Aim of the exercise.
Please give the data below again in full, exactly as it stands.

[Collected data]
* * *

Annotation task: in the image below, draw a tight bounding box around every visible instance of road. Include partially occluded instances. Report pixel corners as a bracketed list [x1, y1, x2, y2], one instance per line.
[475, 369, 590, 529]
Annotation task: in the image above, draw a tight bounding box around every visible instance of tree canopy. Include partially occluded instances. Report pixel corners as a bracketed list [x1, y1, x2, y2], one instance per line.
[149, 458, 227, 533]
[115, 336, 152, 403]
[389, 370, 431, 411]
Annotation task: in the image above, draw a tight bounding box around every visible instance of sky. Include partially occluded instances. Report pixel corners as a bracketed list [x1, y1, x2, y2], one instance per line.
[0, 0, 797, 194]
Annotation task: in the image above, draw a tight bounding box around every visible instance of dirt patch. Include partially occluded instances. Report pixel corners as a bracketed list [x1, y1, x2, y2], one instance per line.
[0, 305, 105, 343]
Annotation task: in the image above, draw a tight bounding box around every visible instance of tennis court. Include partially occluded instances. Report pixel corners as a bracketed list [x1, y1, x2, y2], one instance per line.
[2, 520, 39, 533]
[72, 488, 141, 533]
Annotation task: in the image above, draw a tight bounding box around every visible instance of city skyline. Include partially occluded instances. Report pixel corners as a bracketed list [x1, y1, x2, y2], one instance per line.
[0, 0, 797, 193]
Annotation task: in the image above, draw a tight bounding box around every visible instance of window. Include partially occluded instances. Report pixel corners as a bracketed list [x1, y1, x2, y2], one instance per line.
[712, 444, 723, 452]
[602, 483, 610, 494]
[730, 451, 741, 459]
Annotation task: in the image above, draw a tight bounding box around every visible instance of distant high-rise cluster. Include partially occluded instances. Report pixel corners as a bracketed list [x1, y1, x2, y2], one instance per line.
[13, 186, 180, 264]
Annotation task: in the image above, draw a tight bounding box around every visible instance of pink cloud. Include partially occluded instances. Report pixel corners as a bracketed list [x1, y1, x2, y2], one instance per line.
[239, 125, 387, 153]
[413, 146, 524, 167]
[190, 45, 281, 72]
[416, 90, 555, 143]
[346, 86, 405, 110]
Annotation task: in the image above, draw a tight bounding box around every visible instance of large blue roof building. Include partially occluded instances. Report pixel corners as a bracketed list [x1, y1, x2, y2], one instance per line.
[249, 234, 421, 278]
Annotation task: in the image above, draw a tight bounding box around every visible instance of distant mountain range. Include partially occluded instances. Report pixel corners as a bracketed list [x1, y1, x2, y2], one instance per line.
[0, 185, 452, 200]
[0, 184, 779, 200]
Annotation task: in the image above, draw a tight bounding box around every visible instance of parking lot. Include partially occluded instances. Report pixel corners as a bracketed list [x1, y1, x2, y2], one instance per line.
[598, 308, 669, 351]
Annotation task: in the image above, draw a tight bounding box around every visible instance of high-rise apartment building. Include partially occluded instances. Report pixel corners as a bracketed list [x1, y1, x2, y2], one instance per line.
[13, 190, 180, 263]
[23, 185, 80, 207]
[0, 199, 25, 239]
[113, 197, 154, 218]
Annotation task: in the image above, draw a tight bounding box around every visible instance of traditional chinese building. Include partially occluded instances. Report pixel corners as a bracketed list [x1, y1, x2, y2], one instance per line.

* * *

Response to this exercise.
Annotation task: in the image below, draw a tight bounding box around every visible instance of road. Include partially occluded instances. Report pixel corners as a bracketed list [x1, y1, x2, y2], one instance per line.
[475, 369, 590, 529]
Annotation task: in the image above, draw a tight bounding box around every visible instance of tree canopy. Include partially occluded instances. Report pixel corners as a bracketed list [x1, y1, x2, y2], one instance per line.
[149, 458, 227, 533]
[115, 336, 152, 403]
[389, 370, 431, 411]
Annotation task: in the image above, draw a tight bounding box around every visible instance of sky. Include partially occluded instances. Report pixel corners as a bracketed list [x1, y1, x2, y2], one instance per line.
[0, 0, 797, 194]
Annotation task: in the image above, draw a tight bounding box around every visible instance of dirt patch. Include partially occluded instances. Report pixel corners as a bracketed list [x1, y1, x2, y2], one instance per line.
[0, 305, 105, 343]
Annotation task: in the image above, draw a tight bounding box around every visible instance of tennis court. Include partially occluded instances. Report pixel corners as a bracketed list [x1, y1, x2, y2], one instance per line.
[2, 520, 39, 533]
[72, 488, 141, 533]
Annotation task: in the image above, draw a tight bounding box around every visible instance of city skyline. Include partially occluded instances. Report pixel corners as a bracketed list [x1, y1, x2, y2], one instance per line.
[0, 0, 797, 193]
Annotation task: in the image above, draw a tight bounding box around every visible instance of window. Include partially occluded instances. Report pixel corners as a bracketed list [x1, y1, x2, y2], one instance per line.
[712, 444, 723, 452]
[602, 483, 610, 494]
[730, 451, 741, 459]
Annotation task: in the image above, draw a tight bounding box around every visible instance of distant high-rise cluster. Include partially occluded instances. Report pixel corners as a bracketed list [x1, y1, x2, y2], one instance per line.
[13, 186, 180, 264]
Annotation task: in the image above, draw a tight bounding box around every visible instance of pink cloud. Include partially occluded instances. Report pixel corners as a bracketed list [x1, y1, x2, y2], one instance per line.
[239, 125, 387, 153]
[413, 146, 524, 167]
[190, 45, 281, 72]
[416, 90, 555, 143]
[346, 86, 405, 110]
Annotation task: in the image above, draw a tight bounding box around every visible instance of large blue roof building. Include partially occluded instances. Report pixel corners as a bracketed list [x1, y1, x2, y2], one instance per line.
[249, 234, 421, 278]
Annotation task: in the image above, draw a tight bounding box around every visible instance of distant mountain range. Include partially occluded instances. Report pixel corners as a bracketed list [x1, y1, x2, y2], one instance per line.
[0, 185, 452, 200]
[0, 184, 779, 200]
Annotation task: in the image above, draw a tight bounding box around every visible instance of parking lot. Include partially occluded instances. Report pixel corners as a bracketed list [x1, y1, x2, y2], one instance per line.
[598, 308, 669, 351]
Annotation task: in the image above, draw a tight bounding box around every visible instance of high-rise apartment building. Include partially occluded instances. Report pixel corners as a bracketed list [x1, y1, x2, y2], one instance per line.
[13, 190, 180, 263]
[23, 185, 80, 207]
[0, 199, 25, 239]
[113, 197, 154, 218]
Annotation task: in the image above, draw a tight bounding box around every visible instance of traditional chinese building. Include partially occluded instances. Report pixel corners as a bracketed list [x1, y1, x2, y2], one instance per line.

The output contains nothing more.